TEXTAUSZUG:
....
Frauen sind was Wunderbares

Deutschland 1993/1994 Spielfilm

Humor ist, wenn man trotzdem lacht


Wolf Donner, TIP Magazin, Nr. 8, 1994


Kinobesitzer, Filmverleiher und Programmacher bescheinigen dem Publikum neuerdings einen ausgeprägten Amüsierwillen, und der deutsche Film trägt dem Rechnung. An die Stelle des berüchtigten Autorenkinos ist die Schauspieler-Komödie getreten, die nur ein Thema kennt: die Liebe. Sherry Hermanns zweiter Spielfilm , "Frauen sind was Wunderbares" ist ein Prototyp des Genres.

Das Mißverständnis hat einen Namen: deutsche Komödie. Für viele Inländer, für den Rest der Welt allemal, ist das schon ein Widerspruch in sich. Deutsche und Humor, das funktioniert nicht. Die Nation der notorischen Muffler und Miesepeter hat ein gebrochenes Verhältnis zum Leichten, Mokanten, Absurden, Verrückten, zum schlagfertigen Witz, befreiendem Gelächter, selbstkritischer Ironie, anarchischem Esprit.

Deutsche Komödien sind ein Trauerspiel. Ein Vorurteil? Die handelsüblichen Scherzartikel reichen von Otto, über den angeblich nur Bayern lachen können, bis zum allabendlichen TV-Geblödel oder dem begnadeten Satiriker Loriot. Alles Murks, schweißtreibende Sisyphusarbeit am starren Gebirge der ernsten deutschen Volksseele, alles versungen und vertan? Das aktuelle Angebot spricht dagegen. Das Kabarett hat wieder Zulauf, der TV-Humor, zum Heulen dämlich, boomt, und im darbenden Euro-Kino gelten Komödien als zuverlässiges Erfolgsrezept, eine sichere Nische. Lokale Witzfiguren, die fast nie über die Landesgrenzen hinauskommen, sind die letzte Alternative zur Sintflut aus Hollywood.
....
AUFGABE 1:
Beantworte anhand des Textauszugs:
(a) Wer ist als Verfasser der Besprechung angegeben, und in welcher Zeitschrift ist sie erschienen?
(b) Welches einzige Thema kennt die Schauspieler-Komödie laut Textauszug?
(c) Was gilt im darbenden Euro-Kino als zuverlässiges Erfolgsrezept?
AUFGABE 2: Gib die Einträge ab der Zeile mit „to find dining“ bis einschließlich der Zeile mit „[288,212,431,360]“ erneut aus, wobei „dining chair“ durch „stool“ ersetzt wird. Alles andere bleibt unverändert.

[Einträge zur Bereichsannotation]
....
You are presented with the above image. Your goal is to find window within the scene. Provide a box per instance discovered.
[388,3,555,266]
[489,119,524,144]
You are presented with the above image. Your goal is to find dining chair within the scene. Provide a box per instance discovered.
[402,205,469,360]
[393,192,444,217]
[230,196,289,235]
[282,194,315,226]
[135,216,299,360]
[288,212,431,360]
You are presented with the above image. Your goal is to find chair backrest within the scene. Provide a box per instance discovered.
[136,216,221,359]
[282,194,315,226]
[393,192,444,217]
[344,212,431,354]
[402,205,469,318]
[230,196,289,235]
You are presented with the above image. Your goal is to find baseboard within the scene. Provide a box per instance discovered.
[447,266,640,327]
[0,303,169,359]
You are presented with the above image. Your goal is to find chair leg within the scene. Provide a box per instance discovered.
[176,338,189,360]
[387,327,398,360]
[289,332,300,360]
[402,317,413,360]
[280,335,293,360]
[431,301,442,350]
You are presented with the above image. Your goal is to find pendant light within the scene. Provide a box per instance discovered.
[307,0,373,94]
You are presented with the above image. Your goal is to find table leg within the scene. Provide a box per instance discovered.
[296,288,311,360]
....
ERWARTETE AUSGABE 1:
(a) Wolf Donner, TIP Magazin, Nr. 8, 1994
(b) Die Liebe
(c) Komödien

ERWARTETE AUSGABE 2:
You are presented with the above image. Your goal is to find stool within the scene. Provide a box per instance discovered.
[402,205,469,360]
[393,192,444,217]
[230,196,289,235]
[282,194,315,226]
[135,216,299,360]
[288,212,431,360]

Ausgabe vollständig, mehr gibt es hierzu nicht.